═══ PASSAGE SHOWN ═══
Bees buzz around a feeder at Fred Rovecamp’s home in Balsam. Holly Kays photo Bees buzz around a feeder at Fred Rovecamp’s home in Balsam. Holly Kays photo

For Ash Rovecamp, keeping honeybees has never been about honey.

“I don’t really consider myself a beekeeper,” he said. “I’m a bee feeder. I hardly even go into my hives, have hardly even gotten honey for myself.”

Instead, he sits on his porch, watches his bees work, and considers how to make their lives happier and healthier. He’s not alone when he does this — 54-year-old Rovecamp, of Sebring, Florida, shares his doublewide with an unspecified number of cats, and it was through his efforts to create supplements and improve the cats’ health that he developed the trial-and-error process he would eventually use to make an herbal mixture that he swears by as an invaluable addition to his bees’ diet. 

“At one point I had 30 bowls of food out for the cats with different remedies and herbs,” he said. “I’d let them show me which ones they needed.”

The cats obliged, and Rovecamp wondered if he could use that same approach to figure out a recipe for some bee treats. He began experimenting with adding different mixtures of herbs and oils to the food. 

“I had feeders set on every post,” he said. “I just sit out there, watch it and see which ones they go to. You have to break it down, put one herb in each one just like I did with the cats.”


Making the tang 

Over time, Rovecamp noticed that the bees had preferences not only for particular species of herbs or types of oils but for herbs and oils harvested from specific parts of the plant or originating from specific countries. He spent years perfecting the ratios and ingredients, ending up with a still-evolving recipe that he now calls Bee-TANG — though he insists that the bees are the recipe’s true creators, having chosen its ingredients and proportions under Rovecamp’s watch. 

“I am only here to do some legwork,” he said.
═══
▶ _WHAT TO WORK ON_:
1. Locate each line in the listing below that contains the string "street" and copy those lines.
2. Write the next part of the article above about Rovecamp's herbal bee feed, picking up after its final sentence.
═══ DATA EXTRACT ═══
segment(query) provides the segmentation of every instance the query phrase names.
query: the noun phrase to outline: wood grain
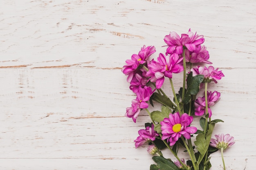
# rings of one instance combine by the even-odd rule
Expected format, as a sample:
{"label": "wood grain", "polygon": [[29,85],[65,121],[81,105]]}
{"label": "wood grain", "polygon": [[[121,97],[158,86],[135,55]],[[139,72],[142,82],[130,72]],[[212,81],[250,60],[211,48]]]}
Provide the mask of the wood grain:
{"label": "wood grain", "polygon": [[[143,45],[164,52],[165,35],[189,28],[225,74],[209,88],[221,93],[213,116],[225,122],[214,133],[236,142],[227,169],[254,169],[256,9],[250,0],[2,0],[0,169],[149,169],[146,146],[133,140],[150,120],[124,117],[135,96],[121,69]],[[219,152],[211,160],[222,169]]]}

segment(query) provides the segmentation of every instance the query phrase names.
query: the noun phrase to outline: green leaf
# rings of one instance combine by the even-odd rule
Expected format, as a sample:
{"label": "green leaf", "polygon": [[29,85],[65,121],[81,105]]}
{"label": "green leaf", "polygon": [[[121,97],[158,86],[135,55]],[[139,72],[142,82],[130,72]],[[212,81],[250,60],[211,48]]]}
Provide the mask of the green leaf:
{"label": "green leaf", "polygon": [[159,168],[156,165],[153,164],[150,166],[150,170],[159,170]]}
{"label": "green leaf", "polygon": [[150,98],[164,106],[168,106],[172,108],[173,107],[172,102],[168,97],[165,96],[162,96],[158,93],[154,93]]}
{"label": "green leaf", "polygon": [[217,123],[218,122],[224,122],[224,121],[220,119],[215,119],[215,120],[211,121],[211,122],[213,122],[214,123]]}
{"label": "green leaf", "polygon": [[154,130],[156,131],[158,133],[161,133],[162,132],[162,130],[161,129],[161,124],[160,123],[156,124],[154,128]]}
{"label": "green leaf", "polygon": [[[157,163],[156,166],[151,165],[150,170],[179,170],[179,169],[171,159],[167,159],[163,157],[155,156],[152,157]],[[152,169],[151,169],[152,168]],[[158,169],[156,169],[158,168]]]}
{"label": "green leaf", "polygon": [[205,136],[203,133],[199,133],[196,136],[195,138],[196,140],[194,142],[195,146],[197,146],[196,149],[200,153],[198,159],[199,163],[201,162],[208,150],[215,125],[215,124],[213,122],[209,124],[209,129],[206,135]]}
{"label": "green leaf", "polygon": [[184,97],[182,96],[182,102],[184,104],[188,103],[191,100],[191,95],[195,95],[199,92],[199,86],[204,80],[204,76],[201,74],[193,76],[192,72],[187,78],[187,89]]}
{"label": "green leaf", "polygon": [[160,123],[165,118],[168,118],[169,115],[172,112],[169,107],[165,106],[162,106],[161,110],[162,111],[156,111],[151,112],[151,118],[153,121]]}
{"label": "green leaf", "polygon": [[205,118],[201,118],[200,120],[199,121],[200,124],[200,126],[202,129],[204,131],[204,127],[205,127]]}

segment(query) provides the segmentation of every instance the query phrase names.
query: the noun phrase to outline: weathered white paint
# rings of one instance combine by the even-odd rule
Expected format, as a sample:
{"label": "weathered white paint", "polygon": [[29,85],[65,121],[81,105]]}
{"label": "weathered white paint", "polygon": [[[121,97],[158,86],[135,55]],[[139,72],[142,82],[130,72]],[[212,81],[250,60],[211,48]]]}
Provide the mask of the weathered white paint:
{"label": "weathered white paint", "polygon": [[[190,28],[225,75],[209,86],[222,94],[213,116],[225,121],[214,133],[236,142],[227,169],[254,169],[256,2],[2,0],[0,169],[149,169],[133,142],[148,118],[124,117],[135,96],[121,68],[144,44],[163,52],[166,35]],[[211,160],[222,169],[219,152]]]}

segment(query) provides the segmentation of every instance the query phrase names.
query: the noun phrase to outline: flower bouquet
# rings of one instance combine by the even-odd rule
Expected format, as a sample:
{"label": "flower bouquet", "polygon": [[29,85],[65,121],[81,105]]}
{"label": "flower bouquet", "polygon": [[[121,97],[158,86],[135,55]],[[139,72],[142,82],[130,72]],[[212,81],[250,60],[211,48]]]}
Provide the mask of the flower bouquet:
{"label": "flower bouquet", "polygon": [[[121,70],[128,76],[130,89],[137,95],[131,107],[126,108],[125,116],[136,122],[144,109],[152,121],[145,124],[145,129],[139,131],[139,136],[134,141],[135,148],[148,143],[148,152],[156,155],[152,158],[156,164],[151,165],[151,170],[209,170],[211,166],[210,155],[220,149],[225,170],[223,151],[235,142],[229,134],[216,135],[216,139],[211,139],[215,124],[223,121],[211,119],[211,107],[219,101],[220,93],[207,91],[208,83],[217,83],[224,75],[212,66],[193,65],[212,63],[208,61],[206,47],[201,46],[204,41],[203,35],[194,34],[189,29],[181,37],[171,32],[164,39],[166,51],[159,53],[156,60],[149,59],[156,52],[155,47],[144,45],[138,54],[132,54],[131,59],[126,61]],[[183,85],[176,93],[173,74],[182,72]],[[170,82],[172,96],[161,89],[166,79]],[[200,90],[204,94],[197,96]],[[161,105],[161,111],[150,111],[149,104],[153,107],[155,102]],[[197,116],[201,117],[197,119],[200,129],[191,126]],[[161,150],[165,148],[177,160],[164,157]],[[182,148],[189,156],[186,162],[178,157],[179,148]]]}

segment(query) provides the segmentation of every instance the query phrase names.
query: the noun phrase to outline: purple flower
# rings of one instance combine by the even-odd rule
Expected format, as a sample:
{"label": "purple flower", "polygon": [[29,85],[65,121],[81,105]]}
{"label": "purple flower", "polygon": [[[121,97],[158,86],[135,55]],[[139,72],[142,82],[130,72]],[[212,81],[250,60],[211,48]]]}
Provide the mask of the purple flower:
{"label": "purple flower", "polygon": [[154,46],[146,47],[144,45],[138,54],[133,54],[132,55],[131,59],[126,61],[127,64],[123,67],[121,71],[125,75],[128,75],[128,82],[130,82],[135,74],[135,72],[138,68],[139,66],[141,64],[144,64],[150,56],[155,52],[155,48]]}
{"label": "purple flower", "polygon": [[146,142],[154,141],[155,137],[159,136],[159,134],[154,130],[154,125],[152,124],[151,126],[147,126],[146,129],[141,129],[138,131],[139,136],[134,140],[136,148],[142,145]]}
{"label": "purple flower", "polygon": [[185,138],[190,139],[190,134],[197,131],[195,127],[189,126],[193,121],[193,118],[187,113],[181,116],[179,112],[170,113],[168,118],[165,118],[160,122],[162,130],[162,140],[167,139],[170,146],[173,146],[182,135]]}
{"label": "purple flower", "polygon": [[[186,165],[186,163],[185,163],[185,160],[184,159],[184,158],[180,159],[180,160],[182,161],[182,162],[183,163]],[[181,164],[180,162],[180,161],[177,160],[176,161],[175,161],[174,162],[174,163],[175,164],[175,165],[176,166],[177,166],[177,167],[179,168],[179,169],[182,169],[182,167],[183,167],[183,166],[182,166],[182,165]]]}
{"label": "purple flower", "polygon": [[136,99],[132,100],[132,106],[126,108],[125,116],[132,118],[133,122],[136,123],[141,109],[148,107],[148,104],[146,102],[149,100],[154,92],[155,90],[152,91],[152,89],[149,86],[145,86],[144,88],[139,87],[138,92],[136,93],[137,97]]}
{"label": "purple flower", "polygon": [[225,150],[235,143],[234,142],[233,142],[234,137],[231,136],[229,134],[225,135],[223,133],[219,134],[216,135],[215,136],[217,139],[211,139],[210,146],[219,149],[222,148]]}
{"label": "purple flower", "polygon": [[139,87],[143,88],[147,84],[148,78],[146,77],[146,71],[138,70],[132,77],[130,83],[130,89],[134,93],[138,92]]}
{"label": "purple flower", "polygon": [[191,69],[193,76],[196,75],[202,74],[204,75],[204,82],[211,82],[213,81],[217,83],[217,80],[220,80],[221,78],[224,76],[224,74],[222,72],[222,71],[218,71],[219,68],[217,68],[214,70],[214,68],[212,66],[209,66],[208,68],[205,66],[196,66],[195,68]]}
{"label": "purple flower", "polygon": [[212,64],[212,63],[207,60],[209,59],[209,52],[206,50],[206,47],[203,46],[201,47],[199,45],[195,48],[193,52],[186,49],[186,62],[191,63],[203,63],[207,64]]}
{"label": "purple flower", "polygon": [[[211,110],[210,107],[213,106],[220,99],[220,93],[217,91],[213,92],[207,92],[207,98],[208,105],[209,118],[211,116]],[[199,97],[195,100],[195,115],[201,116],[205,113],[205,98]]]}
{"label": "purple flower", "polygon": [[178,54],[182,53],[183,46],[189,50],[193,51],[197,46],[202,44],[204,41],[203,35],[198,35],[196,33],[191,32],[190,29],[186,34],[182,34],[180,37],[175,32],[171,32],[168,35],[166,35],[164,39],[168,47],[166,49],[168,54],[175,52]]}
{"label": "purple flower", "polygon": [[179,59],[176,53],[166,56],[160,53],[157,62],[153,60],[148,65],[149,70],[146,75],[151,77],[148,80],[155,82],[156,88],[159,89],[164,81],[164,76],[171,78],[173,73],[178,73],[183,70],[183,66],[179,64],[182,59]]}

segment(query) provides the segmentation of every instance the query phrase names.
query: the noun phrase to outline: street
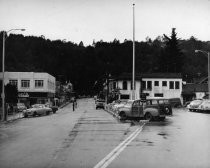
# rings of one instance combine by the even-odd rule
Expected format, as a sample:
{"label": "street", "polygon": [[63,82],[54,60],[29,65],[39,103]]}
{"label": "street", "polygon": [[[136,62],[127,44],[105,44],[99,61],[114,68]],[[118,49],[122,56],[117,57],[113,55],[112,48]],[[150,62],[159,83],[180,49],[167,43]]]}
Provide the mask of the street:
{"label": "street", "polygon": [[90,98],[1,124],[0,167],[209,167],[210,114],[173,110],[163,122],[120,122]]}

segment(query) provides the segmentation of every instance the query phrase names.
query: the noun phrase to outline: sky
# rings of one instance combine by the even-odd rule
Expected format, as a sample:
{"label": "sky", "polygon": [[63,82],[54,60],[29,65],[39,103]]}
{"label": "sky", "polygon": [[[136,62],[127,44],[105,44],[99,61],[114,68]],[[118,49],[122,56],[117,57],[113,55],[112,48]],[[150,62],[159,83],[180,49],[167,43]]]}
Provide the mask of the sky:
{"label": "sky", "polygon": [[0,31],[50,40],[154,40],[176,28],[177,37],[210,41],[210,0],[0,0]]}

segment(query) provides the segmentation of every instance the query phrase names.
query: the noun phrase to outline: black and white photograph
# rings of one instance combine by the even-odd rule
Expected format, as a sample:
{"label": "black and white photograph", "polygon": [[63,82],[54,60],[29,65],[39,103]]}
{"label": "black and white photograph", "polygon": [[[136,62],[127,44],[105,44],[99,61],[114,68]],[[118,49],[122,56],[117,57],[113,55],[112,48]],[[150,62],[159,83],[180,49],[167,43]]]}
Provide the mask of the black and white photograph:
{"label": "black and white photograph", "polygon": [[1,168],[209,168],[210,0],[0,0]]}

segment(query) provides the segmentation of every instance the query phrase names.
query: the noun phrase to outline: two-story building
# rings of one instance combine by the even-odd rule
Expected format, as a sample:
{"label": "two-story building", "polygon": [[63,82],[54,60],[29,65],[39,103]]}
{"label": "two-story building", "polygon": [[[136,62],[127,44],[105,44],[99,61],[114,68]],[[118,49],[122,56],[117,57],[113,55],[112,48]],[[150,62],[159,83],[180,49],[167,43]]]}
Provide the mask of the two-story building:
═══
▶ _OUTPUTS BY TASK_:
1.
query: the noun phrase to outline: street
{"label": "street", "polygon": [[63,82],[54,60],[29,65],[39,103]]}
{"label": "street", "polygon": [[[136,62],[127,44],[105,44],[99,61],[114,68]],[[118,49],[122,56],[117,57],[113,55],[112,48]],[[150,62],[159,83],[180,49],[167,43]]]}
Provide the mask of the street:
{"label": "street", "polygon": [[90,98],[1,124],[0,167],[209,167],[210,114],[173,110],[163,122],[120,122]]}

2.
Rovecamp declined to name the specific ingredients or state how many ingredients the current recipe contains but said that it’s a mixture of “superfruit herbs and essential oils” hand-selected by the bees and whittled down to “their favoritist of their favoritist.”

“The first rule of Bee-TANG is they have to work it in nature,” he said. “And then the second is that they have to choose it for themselves.”

Rovecamp loves to sit on his porch and watch the swirls of bees rise and fall around the feeder. Bees are all about love, he said. They “wrote the book on” communication and cooperation. They’re some of the planet’s most fascinating creatures. 

They’re also some of its most vital, serving a critical role as pollinators for all manner of crops. Rovecamp’s deep conviction about the importance of pollinators and the need to help them in the face of continued obstacles looms large in the motivation for creating Bee-TANG. 

 “The intent is that the Bee-TANG helps restore the biodiversity that’s kind of been stripped away in nature thanks to civilization and whatnot,” he said. 

While he’s not making specific claims about the product, he does see it as helping to “fill the gap.” Anecdotally speaking, Rovecamp can say that despite not receiving any chemical treatment, his Bee-TANG-fed hives are doing “quite well.”

“The premise is that the bees know what they need, and they need the Bee-TANG, and they’ve made that clear — 99.9 percent of the time, they’ll feed it year-round,” said Rovecamp.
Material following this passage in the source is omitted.